§ **WRITTEN INSTRUCTION**
In the woodworking forum thread below, what was put on the curly maple top and the birdseye drawer fronts first?
=== DOCUMENT SEGMENT ===
Very well done, the contrast between the woods is stunning. I really like the finish, could you elaborate? One of my favorite wood combinations is walnut and most any light colored wood. I just recently came upon 16bf birds’ eye maple, 35bf of walnut and 100+/-bf of aromatic cedar, poplar and other pieces all for 50.00.


----------



## gal turner (Mar 3, 2010)

xplorx4 said:


> Very well done, the contrast between the woods is stunning. I really like the finish, could you elaborate? One of my favorite wood combinations is walnut and most any light colored wood. I just recently came upon 16bf birds’ eye maple, 35bf of walnut and 100+/-bf of aromatic cedar, poplar and other pieces all for 50.00.


 For 50?? You are in woodworker's heaven now!!! OK finishing question: The curly maple top & birdseye drawer fronts were hit first with white shellac, which popped the curl. Then I used probably a varnish as a final finish (it's been a spell since I built this) The cherry was left to age gracefully. The pic isn't very good (pocket digital) but I think the cherry on this showsthat cherry , left to it's own schedulle, will become mellow and the most gorgeous rusty?color. I'm betting the finish here is varnish too. Did that help Ex4?


----------
=== SUPPLIED MATERIAL ===
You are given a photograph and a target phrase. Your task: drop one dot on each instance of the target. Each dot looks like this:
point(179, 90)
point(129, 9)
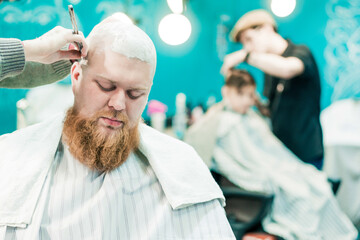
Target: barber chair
===
§ **TASK RESPONSE**
White shellac.